Directions for this task -
Please recast the rows below as a Markdown table with the columns Line and Text, giving each line its number and dropping blank lines. Leave the pictures out of your answer.

Supplied information -
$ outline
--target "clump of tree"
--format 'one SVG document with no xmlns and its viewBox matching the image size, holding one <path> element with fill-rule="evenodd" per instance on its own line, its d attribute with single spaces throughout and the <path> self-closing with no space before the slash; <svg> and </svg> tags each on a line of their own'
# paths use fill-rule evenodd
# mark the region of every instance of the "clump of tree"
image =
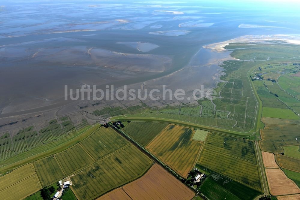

Task result -
| Line | Text |
|---|---|
| 1 | $ outline |
| 2 | --target "clump of tree" |
| 3 | --format 'one SVG document with no xmlns and its viewBox matching the image size, holding one <path> element with fill-rule="evenodd" per instance on its own line, its d attribute with single spaces throughout and the <path> self-closing with no space before the slash; <svg> and </svg> tags each on a line of their own' |
| 4 | # paths use fill-rule evenodd |
| 5 | # mark the region of every instance of the "clump of tree" |
| 6 | image = |